Extract:
##########
Proof that Brian Cashman reads this blog:

Thursday I posted a rant that, among other things, said the Yankees shouldn’t waste their resources by trading for a relief pitcher and that they should stay away from Xavier Nady.

Friday, the Yankees traded four minor leaguers to the Pirates for lefty relief pitcher Damaso Marte and Xavier Nady.

Here’s the wacky part: I don’t hate the trade.

The thing is, the Yankees didn’t really give up anyone they couldn’t afford to lose. The four minor leaguers headed to Pittsburgh are pitchers Ross Ohlendorf, Phil Coke, and George Kontos, and outfielder Jose Tabata.
##########
Input material:
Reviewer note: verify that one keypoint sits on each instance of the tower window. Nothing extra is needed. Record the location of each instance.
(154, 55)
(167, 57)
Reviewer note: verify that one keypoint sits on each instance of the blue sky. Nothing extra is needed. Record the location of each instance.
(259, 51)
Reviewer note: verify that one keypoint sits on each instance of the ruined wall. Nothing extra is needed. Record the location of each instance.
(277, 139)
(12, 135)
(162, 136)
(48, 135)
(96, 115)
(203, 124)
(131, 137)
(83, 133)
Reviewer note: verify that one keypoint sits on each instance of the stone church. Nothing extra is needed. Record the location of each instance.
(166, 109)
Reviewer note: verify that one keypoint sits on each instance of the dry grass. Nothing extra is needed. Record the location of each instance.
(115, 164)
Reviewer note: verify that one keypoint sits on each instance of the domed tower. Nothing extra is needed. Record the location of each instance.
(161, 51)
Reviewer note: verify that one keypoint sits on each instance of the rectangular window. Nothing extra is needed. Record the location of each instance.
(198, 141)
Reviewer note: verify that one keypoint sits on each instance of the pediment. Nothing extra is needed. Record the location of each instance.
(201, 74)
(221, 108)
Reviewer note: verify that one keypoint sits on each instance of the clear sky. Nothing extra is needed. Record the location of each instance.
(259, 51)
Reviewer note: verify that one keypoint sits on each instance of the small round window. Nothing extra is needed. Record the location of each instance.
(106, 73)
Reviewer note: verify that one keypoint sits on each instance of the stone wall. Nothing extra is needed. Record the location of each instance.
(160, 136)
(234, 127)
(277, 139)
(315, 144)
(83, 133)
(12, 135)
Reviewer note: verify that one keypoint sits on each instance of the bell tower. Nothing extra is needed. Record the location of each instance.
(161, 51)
##########
Directive 1:
Retype the Yankees trade post, everything from "Proof that Brian" down to "hate the trade.".
Directive 2:
Pull out every line of the records that contains the word "stone", and leave out all other lines.

Complete output 1:
Proof that Brian Cashman reads this blog:

Thursday I posted a rant that, among other things, said the Yankees shouldn’t waste their resources by trading for a relief pitcher and that they should stay away from Xavier Nady.

Friday, the Yankees traded four minor leaguers to the Pirates for lefty relief pitcher Damaso Marte and Xavier Nady.

Here’s the wacky part: I don’t hate the trade.

Complete output 2:
Reviewer note: verify that one keypoint sits on each instance of the stone church. Nothing extra is needed. Record the location of each instance.
Reviewer note: verify that one keypoint sits on each instance of the stone wall. Nothing extra is needed. Record the location of each instance.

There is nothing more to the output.